#### [Listed entries]
_ _ _ _
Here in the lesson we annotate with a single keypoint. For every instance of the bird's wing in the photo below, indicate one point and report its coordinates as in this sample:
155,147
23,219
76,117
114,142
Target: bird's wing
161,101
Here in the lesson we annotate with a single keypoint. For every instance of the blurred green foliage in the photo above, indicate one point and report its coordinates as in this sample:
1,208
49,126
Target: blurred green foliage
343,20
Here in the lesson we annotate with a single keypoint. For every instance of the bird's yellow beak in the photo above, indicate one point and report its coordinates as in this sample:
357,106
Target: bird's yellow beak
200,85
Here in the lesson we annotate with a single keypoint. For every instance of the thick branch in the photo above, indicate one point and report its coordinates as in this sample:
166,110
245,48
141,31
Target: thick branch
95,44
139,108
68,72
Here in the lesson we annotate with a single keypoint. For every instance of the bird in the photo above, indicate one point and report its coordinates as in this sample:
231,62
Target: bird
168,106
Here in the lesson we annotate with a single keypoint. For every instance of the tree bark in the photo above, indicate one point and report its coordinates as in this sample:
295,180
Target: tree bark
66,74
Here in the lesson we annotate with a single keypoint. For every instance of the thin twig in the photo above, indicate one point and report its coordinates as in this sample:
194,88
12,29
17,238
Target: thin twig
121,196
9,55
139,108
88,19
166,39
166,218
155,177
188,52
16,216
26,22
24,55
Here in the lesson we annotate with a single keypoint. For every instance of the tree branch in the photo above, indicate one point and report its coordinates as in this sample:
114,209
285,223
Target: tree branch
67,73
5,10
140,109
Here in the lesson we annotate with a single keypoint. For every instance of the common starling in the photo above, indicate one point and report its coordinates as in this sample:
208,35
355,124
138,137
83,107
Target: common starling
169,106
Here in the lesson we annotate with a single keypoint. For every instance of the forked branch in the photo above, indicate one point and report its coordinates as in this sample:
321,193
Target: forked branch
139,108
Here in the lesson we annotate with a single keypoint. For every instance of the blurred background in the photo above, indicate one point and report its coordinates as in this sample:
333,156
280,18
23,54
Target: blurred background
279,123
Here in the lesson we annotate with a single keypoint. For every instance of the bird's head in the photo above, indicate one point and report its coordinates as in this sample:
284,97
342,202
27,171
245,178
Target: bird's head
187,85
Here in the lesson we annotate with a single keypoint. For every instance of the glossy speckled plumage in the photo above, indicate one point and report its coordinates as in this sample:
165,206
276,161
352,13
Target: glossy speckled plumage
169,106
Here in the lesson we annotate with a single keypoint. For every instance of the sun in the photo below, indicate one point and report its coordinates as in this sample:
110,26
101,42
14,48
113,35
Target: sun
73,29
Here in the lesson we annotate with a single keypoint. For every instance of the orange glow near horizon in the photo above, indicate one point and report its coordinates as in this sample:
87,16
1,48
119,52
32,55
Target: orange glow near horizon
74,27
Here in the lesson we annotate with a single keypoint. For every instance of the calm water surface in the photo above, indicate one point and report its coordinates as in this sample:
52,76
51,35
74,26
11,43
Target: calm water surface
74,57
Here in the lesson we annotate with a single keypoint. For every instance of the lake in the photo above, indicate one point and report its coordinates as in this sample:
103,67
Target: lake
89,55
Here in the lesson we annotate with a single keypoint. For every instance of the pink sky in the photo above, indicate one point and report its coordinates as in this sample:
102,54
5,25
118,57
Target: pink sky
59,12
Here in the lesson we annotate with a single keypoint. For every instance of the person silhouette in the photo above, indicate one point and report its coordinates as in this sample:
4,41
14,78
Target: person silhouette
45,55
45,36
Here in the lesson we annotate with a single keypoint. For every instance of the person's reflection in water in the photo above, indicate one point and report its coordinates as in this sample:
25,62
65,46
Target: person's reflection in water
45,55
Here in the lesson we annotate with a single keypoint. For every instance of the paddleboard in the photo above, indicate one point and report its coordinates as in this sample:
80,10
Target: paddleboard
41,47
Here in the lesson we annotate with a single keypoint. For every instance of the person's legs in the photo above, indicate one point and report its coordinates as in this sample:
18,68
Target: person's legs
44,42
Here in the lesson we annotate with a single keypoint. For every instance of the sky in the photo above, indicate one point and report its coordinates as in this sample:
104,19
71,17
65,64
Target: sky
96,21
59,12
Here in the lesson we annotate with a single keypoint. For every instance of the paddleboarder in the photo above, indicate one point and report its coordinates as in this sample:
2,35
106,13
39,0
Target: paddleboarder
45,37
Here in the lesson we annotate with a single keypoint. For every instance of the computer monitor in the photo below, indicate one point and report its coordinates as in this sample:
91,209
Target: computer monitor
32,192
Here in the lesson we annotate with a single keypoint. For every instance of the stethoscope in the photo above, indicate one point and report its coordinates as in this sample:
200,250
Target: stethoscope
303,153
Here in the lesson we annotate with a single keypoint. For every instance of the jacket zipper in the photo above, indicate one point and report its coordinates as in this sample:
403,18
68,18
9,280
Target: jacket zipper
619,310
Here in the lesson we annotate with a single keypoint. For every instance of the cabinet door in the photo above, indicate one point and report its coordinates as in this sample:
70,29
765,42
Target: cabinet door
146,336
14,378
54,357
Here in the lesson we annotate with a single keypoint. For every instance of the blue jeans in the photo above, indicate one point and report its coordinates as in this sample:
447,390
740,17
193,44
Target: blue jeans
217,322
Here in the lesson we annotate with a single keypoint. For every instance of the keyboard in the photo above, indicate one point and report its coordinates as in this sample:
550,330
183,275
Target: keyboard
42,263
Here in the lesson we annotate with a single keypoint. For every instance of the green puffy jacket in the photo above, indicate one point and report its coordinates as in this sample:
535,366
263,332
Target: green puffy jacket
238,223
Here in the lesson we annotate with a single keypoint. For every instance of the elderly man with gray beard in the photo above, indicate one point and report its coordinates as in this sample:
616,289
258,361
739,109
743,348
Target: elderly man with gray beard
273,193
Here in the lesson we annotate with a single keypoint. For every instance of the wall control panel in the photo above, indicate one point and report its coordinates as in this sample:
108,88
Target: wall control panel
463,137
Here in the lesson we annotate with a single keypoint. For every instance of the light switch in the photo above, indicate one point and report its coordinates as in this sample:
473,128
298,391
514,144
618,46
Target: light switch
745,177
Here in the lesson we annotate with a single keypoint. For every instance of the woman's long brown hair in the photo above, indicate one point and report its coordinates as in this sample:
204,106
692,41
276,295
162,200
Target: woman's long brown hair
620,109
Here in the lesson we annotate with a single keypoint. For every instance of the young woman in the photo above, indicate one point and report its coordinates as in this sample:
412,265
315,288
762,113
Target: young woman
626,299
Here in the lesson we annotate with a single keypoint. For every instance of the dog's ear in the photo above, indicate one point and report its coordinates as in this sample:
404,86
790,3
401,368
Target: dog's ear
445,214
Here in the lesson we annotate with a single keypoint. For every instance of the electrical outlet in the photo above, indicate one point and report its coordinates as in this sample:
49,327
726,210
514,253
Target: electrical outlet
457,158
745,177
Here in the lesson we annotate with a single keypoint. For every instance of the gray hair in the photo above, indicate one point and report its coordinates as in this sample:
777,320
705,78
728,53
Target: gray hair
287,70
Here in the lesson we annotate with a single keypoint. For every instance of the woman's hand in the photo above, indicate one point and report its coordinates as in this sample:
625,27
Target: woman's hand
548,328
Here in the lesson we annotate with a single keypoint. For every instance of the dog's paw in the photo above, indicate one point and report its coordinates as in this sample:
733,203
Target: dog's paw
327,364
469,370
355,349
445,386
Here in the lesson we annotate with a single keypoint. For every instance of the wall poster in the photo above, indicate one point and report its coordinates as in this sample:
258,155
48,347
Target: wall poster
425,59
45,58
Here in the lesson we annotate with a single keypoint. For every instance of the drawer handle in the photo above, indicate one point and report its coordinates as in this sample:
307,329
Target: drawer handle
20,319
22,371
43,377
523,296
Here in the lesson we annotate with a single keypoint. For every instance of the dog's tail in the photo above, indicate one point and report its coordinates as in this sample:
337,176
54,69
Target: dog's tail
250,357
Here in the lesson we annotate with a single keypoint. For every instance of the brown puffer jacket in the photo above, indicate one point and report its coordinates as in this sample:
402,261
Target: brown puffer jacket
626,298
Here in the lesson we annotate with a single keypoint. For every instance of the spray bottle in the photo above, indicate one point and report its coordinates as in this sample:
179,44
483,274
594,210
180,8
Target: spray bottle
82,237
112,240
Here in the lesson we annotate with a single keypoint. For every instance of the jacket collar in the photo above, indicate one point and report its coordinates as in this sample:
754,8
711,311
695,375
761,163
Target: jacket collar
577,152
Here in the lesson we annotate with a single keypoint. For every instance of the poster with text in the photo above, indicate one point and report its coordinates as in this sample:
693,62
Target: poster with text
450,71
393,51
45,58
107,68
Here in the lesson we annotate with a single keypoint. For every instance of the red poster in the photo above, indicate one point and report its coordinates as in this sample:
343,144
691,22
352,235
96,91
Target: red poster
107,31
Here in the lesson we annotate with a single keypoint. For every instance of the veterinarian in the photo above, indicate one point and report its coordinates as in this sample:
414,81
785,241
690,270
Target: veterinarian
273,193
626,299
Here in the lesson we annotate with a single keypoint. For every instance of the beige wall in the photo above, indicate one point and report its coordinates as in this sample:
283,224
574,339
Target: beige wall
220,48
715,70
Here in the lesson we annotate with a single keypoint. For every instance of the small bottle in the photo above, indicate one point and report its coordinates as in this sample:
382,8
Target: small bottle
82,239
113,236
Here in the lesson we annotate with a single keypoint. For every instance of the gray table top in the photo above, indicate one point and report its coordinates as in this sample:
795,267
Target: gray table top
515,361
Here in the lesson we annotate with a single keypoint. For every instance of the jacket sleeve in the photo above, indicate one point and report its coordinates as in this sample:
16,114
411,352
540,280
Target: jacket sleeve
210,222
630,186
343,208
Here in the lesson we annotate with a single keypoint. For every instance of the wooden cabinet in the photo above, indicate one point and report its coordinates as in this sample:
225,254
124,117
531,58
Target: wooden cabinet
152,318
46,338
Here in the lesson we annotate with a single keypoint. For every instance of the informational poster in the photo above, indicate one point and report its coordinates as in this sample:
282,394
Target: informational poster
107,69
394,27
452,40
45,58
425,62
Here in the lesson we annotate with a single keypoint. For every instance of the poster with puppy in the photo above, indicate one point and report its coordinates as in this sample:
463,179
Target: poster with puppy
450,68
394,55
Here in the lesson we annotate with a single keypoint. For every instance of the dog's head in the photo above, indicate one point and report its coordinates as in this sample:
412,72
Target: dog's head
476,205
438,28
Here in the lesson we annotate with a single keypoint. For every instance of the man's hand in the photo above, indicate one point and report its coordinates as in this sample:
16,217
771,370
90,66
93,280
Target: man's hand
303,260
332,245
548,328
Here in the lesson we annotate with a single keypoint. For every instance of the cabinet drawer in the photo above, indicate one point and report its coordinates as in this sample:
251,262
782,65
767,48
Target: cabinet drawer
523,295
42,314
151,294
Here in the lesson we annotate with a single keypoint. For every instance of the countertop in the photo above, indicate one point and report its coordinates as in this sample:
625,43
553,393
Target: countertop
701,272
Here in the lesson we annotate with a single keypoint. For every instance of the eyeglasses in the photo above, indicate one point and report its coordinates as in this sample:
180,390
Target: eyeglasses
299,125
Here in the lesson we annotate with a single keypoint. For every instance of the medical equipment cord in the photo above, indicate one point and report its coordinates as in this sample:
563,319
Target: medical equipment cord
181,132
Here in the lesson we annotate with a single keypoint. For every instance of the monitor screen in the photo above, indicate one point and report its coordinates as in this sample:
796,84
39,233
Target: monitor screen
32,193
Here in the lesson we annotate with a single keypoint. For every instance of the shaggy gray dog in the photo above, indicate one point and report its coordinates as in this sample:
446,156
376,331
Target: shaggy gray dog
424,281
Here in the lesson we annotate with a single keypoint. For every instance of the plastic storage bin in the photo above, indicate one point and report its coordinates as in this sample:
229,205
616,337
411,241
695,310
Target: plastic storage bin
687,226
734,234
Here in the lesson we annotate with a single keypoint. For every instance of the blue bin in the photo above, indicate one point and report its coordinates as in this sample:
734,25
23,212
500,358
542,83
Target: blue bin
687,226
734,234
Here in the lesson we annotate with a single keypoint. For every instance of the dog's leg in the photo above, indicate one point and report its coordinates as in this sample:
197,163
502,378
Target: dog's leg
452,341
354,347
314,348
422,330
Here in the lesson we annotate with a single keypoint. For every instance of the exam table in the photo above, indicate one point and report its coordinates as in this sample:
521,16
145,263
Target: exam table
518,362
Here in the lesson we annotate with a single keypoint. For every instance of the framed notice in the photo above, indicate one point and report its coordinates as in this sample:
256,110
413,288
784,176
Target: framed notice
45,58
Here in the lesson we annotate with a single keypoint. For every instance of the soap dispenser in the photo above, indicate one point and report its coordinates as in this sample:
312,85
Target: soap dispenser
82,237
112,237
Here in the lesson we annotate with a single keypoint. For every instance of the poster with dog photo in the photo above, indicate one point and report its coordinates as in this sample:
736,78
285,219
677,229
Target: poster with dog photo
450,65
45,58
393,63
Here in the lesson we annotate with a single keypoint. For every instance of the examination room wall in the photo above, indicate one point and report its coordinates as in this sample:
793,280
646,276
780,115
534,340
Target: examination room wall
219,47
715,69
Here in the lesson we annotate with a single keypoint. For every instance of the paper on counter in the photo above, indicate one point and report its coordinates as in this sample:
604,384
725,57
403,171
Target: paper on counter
_ _ _ _
#### [What the task requires]
Exactly as written, give again every line from the one containing "of the soap" through the last line of the material above, and no other lines.

#### [Output for this exercise]
Here in the lesson we annotate with a single keypoint. For every instance of the soap dispenser in the photo above, indicate one point and report its coordinates as in this sample:
312,85
Target: soap dispenser
82,237
112,237
Here in the lesson we annotate with a single keypoint. For every instance of the poster with dog photo in the photo above, indicate one point and report its coordinates as in this sample:
736,78
285,219
677,229
Target: poster with dog photo
450,65
45,58
393,63
Here in the lesson we annotate with a single keypoint. For every instance of the examination room wall in the photo above, indicate one point and report its coordinates as in this sample:
793,280
646,276
780,115
534,340
Target: examination room wall
219,47
715,69
Here in the lesson we annotate with a single keypoint. For every instance of the paper on counter in the photo above, indicate one point and report its coordinates as in this sample:
604,384
725,57
403,171
Target: paper on counter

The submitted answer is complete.